# INPUT RECORDS
## BEGIN

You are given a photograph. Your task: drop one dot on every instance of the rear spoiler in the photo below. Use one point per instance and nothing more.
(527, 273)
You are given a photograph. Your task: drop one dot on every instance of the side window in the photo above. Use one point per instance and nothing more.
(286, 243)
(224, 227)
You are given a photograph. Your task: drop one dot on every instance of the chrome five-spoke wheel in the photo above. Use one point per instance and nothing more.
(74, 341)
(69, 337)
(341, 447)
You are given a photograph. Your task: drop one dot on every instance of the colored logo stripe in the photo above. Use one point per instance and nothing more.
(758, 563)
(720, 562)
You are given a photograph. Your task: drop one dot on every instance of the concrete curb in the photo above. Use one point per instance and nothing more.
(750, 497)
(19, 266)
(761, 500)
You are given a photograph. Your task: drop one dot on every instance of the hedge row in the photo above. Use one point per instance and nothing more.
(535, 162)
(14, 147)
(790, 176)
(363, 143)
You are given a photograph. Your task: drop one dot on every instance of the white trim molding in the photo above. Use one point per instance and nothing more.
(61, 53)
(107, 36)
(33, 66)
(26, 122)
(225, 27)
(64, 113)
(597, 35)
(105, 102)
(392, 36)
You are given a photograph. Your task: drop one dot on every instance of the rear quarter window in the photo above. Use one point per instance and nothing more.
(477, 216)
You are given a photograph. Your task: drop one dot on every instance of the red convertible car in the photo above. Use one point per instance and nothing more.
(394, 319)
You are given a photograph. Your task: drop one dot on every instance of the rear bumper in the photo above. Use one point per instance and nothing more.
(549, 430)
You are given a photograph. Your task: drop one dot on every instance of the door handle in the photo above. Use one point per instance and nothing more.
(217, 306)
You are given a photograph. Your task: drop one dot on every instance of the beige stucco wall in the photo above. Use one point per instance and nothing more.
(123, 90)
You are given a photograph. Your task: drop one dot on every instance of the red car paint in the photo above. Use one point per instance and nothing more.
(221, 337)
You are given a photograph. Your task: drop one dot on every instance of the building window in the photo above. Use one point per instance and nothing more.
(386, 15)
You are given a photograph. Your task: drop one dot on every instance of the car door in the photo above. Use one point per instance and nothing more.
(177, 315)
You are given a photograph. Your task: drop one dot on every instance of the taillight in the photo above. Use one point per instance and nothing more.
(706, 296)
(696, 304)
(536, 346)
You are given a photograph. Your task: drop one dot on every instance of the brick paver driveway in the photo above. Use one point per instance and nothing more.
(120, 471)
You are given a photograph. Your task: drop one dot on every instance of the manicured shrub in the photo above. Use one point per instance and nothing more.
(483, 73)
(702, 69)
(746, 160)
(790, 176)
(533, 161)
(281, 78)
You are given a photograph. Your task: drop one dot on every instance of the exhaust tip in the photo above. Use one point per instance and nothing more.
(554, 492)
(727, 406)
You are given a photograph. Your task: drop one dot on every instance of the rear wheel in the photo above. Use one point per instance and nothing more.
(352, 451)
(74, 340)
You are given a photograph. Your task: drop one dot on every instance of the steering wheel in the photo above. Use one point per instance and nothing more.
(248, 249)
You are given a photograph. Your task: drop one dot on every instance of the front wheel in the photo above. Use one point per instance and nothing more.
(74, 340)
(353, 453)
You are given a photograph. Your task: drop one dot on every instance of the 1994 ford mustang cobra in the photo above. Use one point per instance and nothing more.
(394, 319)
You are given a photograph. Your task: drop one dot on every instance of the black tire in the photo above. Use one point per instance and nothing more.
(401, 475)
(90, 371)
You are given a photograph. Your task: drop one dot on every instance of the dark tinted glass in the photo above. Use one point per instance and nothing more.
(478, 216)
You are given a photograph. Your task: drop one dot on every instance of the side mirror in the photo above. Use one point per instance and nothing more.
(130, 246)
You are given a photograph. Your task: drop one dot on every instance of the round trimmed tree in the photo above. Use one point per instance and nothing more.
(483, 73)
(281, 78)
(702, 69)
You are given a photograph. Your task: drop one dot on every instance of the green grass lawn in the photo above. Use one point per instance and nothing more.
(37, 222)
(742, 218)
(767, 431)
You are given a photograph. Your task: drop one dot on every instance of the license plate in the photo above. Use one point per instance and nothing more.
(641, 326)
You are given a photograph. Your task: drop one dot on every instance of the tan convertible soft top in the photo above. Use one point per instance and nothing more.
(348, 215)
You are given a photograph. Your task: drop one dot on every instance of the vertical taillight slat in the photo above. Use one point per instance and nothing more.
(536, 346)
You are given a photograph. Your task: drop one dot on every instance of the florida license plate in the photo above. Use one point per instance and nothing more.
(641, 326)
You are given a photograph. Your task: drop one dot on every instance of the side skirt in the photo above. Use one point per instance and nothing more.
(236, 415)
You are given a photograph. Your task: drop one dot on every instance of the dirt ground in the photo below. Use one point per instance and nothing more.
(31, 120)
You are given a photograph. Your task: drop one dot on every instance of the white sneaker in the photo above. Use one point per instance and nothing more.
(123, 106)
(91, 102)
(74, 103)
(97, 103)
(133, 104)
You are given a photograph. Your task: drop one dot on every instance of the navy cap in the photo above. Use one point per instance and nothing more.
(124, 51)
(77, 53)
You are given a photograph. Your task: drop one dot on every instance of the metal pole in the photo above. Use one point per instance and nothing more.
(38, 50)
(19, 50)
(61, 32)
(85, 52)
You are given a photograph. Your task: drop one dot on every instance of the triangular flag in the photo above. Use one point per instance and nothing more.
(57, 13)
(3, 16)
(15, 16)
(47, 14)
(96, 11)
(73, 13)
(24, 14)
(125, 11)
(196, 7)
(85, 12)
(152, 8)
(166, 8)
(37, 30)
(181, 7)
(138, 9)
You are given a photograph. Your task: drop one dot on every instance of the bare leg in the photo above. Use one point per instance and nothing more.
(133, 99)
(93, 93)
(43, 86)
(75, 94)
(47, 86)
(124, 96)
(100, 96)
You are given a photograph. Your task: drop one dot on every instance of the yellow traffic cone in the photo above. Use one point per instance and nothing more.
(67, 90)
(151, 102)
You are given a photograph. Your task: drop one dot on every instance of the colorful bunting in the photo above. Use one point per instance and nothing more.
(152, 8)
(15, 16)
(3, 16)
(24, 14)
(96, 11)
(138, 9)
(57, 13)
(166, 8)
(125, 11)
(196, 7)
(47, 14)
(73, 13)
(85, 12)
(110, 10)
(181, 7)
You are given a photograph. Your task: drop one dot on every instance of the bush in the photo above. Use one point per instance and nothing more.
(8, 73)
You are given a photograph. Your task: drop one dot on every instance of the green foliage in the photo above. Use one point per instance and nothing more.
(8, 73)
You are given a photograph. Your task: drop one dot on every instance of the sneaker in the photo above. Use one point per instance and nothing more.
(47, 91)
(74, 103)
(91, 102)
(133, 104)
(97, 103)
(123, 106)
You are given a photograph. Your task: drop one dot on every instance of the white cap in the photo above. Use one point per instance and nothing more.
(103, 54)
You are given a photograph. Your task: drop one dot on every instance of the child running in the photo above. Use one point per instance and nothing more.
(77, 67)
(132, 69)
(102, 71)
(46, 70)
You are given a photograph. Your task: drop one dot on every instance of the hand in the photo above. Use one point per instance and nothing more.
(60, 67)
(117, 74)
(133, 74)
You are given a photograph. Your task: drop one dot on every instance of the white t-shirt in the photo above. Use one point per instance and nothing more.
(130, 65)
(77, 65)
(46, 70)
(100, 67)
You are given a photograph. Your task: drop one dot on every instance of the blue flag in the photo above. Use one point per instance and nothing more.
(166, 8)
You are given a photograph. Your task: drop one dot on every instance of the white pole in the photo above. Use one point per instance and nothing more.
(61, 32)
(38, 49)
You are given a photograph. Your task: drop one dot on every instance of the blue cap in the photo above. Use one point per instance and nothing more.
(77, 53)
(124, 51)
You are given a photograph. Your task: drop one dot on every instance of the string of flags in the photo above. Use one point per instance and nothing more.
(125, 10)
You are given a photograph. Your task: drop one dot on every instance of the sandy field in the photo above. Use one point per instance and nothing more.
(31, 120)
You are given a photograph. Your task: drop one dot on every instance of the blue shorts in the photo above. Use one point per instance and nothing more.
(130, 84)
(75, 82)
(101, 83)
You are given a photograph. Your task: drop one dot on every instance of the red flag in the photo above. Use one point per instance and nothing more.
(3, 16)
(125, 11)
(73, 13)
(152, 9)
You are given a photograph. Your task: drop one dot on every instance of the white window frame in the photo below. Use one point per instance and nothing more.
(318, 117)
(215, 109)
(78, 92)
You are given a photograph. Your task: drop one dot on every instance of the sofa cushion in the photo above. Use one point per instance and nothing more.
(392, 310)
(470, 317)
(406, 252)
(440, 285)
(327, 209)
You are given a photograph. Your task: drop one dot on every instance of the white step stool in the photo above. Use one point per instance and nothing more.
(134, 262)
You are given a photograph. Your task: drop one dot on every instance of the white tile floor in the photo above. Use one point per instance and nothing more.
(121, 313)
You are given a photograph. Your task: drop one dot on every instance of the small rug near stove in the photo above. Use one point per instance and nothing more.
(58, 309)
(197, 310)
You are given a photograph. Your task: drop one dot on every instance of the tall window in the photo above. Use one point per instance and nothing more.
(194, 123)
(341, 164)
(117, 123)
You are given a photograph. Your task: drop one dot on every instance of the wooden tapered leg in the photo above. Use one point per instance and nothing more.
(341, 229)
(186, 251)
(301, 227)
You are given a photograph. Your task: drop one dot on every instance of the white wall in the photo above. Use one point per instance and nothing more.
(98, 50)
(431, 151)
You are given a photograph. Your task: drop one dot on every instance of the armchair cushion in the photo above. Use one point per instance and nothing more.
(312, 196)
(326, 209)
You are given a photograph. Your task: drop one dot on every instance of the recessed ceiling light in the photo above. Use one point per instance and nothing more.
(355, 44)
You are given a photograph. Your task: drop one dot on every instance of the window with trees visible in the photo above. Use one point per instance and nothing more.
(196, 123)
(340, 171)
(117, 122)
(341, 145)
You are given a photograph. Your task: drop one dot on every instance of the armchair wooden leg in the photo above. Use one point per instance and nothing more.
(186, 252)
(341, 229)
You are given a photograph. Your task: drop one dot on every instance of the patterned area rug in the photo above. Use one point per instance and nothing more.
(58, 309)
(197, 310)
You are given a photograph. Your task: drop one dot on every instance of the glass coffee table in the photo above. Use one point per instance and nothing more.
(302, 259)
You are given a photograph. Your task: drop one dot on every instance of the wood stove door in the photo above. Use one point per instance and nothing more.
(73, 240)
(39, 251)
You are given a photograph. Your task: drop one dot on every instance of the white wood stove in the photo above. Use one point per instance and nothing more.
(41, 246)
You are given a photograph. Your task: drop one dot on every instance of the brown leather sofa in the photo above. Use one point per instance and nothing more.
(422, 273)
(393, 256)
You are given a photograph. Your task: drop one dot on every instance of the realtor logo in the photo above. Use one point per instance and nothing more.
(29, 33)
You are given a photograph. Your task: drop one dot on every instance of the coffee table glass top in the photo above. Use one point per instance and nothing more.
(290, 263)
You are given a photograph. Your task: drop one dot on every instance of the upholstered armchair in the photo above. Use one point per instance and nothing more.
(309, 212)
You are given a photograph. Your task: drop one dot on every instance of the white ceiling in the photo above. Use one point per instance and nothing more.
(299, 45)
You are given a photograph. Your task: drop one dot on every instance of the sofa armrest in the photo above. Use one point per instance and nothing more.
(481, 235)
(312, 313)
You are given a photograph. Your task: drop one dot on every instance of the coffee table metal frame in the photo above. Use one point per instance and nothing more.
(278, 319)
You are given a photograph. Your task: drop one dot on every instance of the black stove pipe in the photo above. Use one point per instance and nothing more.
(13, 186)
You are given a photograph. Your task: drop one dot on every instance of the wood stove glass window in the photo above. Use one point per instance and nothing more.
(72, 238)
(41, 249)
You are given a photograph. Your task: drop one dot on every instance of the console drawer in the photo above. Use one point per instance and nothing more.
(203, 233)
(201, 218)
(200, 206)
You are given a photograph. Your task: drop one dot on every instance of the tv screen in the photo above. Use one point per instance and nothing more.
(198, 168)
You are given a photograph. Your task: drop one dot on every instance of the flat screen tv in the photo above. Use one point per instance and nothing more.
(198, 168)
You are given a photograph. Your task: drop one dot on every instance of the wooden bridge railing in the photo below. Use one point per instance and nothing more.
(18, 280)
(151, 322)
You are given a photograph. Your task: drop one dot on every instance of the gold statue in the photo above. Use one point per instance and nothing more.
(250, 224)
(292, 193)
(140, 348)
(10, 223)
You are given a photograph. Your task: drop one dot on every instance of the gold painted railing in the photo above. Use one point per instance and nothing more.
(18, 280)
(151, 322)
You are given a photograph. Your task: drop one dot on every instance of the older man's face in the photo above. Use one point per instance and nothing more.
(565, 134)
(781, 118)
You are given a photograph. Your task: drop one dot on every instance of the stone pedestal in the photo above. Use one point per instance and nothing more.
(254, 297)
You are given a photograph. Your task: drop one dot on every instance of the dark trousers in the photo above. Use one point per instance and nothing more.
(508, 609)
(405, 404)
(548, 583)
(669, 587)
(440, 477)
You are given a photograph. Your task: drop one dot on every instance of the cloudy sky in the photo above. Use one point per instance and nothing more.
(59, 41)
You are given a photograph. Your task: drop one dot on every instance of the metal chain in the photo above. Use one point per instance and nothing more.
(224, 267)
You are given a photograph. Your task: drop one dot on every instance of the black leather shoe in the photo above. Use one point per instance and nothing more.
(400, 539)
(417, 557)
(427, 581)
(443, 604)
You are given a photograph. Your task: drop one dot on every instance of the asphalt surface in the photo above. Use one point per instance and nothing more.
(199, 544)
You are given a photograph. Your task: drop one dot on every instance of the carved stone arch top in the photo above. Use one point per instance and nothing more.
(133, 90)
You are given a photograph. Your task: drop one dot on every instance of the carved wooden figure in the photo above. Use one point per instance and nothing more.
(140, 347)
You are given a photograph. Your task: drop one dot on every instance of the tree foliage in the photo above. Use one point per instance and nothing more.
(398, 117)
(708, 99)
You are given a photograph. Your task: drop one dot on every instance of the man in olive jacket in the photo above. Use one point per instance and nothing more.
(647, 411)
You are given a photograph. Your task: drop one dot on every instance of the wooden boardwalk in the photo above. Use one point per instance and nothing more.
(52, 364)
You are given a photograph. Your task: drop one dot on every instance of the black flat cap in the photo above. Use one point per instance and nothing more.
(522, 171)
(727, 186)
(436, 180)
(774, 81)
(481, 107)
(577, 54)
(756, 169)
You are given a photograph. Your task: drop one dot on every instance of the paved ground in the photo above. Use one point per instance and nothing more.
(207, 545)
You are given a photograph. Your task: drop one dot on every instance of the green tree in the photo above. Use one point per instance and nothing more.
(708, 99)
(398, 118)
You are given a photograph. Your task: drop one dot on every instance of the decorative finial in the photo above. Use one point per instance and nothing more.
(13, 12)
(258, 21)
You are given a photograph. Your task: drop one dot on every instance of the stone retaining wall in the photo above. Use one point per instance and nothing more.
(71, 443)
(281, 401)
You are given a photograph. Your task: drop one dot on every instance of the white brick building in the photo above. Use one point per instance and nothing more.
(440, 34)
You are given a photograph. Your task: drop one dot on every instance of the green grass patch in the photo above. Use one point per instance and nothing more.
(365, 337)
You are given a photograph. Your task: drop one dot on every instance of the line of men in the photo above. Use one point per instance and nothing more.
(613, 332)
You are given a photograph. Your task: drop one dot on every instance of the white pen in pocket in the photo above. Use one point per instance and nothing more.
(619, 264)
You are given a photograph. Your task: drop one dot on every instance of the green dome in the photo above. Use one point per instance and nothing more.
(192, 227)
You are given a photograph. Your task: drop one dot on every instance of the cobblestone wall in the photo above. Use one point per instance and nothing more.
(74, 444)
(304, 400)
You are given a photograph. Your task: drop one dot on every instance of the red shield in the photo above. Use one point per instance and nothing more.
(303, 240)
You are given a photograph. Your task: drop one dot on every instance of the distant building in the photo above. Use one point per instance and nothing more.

## END

# EXERCISE DETAILS
Go back to the data above and please quote exactly, and only, the lines from the line with "the green dome" through its last line.

# EXERCISE ANSWER
You are given a photograph. Your task: drop one dot on every instance of the green dome in the photo above. Use one point per instance and nothing more.
(192, 227)
You are given a photograph. Your task: drop one dot on every instance of the cobblestone wall in the photo above. Use one point per instance and nothing more.
(74, 444)
(304, 400)
You are given a photograph. Your task: drop one dot on every instance of the red shield in the photo above. Use one point per instance and nothing more.
(303, 240)
You are given a photograph. Your task: drop one dot on every instance of the distant building in the photo above. Use one point per instance and nothing more.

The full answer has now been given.